• [EXERCISE DETAILS]:
Repeat verbatim every line of the material, beginning at the line that holds "the suit shoulder" and ending at its last line.

[Start of RECORDS TO USE]

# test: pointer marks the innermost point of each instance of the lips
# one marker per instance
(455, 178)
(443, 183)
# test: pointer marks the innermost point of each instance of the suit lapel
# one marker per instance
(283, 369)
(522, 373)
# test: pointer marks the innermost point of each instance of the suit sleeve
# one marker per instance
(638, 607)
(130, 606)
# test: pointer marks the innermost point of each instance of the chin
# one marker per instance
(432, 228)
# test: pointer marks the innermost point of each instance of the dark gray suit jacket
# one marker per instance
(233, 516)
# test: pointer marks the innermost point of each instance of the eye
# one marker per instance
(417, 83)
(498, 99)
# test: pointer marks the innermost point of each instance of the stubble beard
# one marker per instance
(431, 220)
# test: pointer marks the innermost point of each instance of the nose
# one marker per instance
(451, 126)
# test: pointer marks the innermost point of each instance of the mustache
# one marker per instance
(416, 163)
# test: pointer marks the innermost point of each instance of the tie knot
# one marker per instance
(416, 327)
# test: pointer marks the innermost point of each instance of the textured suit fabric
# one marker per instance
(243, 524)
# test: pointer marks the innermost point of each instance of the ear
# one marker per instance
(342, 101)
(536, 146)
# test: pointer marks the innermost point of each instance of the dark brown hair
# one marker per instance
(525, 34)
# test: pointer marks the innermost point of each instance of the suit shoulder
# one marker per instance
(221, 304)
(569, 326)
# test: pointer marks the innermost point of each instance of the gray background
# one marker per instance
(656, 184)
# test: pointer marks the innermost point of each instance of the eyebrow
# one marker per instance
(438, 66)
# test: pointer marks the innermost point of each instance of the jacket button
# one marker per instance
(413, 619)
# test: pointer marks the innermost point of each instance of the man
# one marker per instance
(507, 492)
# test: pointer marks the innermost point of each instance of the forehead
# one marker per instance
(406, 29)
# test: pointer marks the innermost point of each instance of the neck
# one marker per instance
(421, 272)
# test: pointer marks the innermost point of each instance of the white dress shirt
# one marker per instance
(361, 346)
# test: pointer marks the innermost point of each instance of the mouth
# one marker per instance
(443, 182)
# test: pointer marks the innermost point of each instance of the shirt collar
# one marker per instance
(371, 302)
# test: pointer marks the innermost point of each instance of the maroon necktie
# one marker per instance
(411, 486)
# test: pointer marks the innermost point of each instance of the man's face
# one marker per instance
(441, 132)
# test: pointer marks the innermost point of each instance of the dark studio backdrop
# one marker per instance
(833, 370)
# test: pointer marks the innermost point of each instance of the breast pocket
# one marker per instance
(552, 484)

[End of RECORDS TO USE]

• [COMPLETE ANSWER]:
# test: pointer marks the innermost point of each instance of the suit shoulder
# one marker per instance
(221, 304)
(569, 326)
# test: pointer marks the innermost point of each instance of the gray background
# one marker per instance
(656, 184)
# test: pointer marks the innermost point of each instance of the eyebrow
# one marker per instance
(438, 66)
# test: pointer marks the innermost point of each instance of the jacket button
# one marker per instance
(413, 619)
# test: pointer marks the innermost point of each instance of the man
# one marker per instance
(507, 492)
# test: pointer marks the innermost point of each instance of the forehead
# one marker per instance
(406, 29)
# test: pointer marks the innermost point of each instance of the neck
# one marker per instance
(421, 272)
# test: pointer marks the innermost point of each instance of the white dress shirt
# one marker per instance
(361, 346)
# test: pointer marks the innermost point of each instance of the mouth
# one marker per instance
(443, 182)
# test: pointer marks the innermost point of each instance of the shirt collar
# one marker per instance
(371, 302)
# test: pointer marks the innermost point of each instance of the maroon necktie
# one marker per instance
(411, 486)
# test: pointer marks the innermost point of each instance of the man's face
# one marker per instance
(441, 132)
# test: pointer marks the innermost point of each instance of the dark studio backdrop
# one marker per instance
(833, 370)
# test: pointer marks the innermost point of each instance of the breast pocket
# one marker per instance
(552, 484)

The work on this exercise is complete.